Instruções das tarefas:
• 1. Copie do trecho sobre a regulamentação da reforma o segmento entre "Quanto à fiscalização, recomenda-se" e "direito à defesa.", inclusive.
• 2. Responda às perguntas sobre o trecho sobre a regulamentação da reforma:
(a) Entre quais órgãos são mencionados os convênios que precisam garantir espaço ao setor produtivo?
(b) Que caráter se recomenda para a atuação do Fisco na fiscalização?
(c) Com o que deve poder ser compensado o saldo de créditos de PIS e Cofins não utilizados?

Trecho:
★ ★ ★ ★

Regulamentação será determinante para o êxito da reforma
A edição dos regulamentos do IBS e da CBS deverá incorporar princípios como simplicidade e redução de custos de conformidade. É fundamental vedar a multiplicação de obrigações acessórias por entes subnacionais e assegurar participação social nas consultas públicas que antecederem os atos normativos. O mesmo vale para os convênios entre Receita, Comitê Gestor e Procuradoria da Fazenda, que precisam garantir espaço deliberativo ou consultivo para as entidades representativas do setor produtivo.
Quanto à fiscalização, recomenda-se que a atuação do Fisco adote um caráter orientador, com direito à regularização voluntária antes da autuação, observando o princípio da boa-fé e da cooperação. O Regime Especial de Fiscalização também deve ser pautado por critérios objetivos, com limite temporal e direito à defesa.
Outro tema relevante é o aproveitamento dos créditos de PIS e Cofins não utilizados até a extinção dessas contribuições. A regulamentação deve permitir sua compensação com outros tributos federais, preservando o direito dos contribuintes e evitando disputas judiciais desnecessárias.
Por fim, os processos de reconhecimento e compensação de créditos decorrentes de benefícios fiscais extintos exigem regras claras, celeridade e previsibilidade. A possibilidade de mediações tributárias coletivas, bem como a publicação de jurisprudência administrativa sobre casos semelhantes, pode promover segurança jurídica e reduzir litígios.

★ ★ ★ ★

Linhas fornecidas:

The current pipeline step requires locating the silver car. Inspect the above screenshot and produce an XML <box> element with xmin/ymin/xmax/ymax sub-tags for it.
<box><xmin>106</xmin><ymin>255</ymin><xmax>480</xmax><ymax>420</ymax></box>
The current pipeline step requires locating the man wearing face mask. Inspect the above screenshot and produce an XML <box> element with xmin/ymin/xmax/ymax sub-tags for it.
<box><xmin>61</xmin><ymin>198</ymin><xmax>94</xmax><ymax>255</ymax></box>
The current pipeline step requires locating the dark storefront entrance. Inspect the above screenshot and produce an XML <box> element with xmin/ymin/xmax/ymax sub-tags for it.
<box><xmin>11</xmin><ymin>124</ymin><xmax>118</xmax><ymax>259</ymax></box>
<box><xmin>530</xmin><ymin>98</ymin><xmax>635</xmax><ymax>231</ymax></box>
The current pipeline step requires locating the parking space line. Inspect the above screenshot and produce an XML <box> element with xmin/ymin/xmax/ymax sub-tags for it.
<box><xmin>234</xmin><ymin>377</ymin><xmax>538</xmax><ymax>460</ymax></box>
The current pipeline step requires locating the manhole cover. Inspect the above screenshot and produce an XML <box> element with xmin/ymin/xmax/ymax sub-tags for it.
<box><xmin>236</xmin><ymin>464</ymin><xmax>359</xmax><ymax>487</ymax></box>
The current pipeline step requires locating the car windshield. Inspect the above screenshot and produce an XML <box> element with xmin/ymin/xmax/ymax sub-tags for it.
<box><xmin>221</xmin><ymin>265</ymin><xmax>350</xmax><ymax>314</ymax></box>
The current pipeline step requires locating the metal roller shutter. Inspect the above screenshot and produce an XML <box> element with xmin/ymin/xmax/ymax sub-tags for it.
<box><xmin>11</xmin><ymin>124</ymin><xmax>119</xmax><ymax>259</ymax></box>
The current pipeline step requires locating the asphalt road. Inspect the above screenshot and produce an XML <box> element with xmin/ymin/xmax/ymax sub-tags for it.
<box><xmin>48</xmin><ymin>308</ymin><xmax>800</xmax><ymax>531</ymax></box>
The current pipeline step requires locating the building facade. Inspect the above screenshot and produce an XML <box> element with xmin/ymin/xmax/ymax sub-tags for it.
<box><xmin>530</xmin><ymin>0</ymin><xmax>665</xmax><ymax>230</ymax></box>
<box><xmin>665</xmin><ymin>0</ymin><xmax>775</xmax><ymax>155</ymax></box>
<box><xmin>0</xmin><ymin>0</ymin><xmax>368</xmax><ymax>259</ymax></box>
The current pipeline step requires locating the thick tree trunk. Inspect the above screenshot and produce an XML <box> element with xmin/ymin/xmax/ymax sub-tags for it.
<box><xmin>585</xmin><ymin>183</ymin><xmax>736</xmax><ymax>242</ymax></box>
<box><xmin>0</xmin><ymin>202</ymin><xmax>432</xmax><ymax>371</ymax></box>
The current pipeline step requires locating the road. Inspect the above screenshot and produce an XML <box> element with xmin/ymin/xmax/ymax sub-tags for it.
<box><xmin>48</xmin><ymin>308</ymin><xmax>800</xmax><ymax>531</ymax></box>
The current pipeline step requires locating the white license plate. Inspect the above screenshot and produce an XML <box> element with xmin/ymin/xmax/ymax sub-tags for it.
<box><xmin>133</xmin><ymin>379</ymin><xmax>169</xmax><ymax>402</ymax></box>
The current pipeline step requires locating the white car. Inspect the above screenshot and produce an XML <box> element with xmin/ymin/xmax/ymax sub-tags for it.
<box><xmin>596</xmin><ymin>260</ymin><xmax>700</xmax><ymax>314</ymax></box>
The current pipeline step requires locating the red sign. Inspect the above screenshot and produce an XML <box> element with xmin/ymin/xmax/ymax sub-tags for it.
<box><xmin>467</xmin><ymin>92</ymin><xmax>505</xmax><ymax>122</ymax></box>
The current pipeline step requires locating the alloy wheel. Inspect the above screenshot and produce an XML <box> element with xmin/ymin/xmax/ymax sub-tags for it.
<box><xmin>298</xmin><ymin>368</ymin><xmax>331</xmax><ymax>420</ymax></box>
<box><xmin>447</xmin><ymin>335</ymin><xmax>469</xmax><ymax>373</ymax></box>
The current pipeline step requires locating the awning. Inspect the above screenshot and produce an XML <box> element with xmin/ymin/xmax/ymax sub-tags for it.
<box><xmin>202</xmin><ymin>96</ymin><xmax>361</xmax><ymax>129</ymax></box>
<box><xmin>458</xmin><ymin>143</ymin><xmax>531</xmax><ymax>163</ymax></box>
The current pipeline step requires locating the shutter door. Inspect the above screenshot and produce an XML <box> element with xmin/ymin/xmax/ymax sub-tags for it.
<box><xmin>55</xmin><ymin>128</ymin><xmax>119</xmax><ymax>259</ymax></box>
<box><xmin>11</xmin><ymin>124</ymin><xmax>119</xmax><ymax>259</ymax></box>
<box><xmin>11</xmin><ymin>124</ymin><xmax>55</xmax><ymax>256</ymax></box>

★ ★ ★ ★

Respostas numeradas:
• 1.
Quanto à fiscalização, recomenda-se que a atuação do Fisco adote um caráter orientador, com direito à regularização voluntária antes da autuação, observando o princípio da boa-fé e da cooperação. O Regime Especial de Fiscalização também deve ser pautado por critérios objetivos, com limite temporal e direito à defesa.

• 2.
(a) Receita, Comitê Gestor e Procuradoria da Fazenda.
(b) Um caráter orientador.
(c) Com outros tributos federais.